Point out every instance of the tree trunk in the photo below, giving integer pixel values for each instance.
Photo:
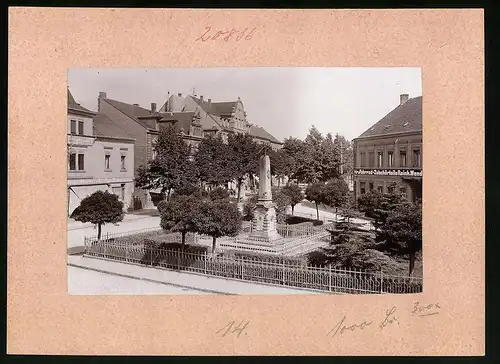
(239, 189)
(412, 263)
(214, 242)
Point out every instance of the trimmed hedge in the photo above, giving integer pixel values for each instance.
(293, 220)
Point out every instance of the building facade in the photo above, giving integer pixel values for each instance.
(388, 156)
(193, 116)
(97, 159)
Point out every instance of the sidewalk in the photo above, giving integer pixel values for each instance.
(187, 280)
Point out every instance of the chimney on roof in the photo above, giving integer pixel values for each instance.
(102, 95)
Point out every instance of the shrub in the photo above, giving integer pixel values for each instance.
(248, 208)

····················

What you will do: Return every line above verbatim, pictures excluded.

Answer box:
Point out every instance of the tree trunk in the photo below, giving integer pixel values for each instance.
Photo:
(239, 189)
(412, 263)
(214, 242)
Point out every instance of the trimmed hedge in the photo above, giving integer pixel values for each instance.
(293, 220)
Point out every instance of the building facade in the photo above, giving integer pixel values for each instance.
(388, 156)
(193, 116)
(97, 159)
Point out every instance of the sidewalk in the photo above, giving integer pixel values for each instance.
(187, 280)
Point out every instance of the chimney on roof in the photo above, giving integer pixel values for each instance.
(102, 95)
Point out every instance of the shrub in the photo above, giving integer pixel values for each instance.
(248, 208)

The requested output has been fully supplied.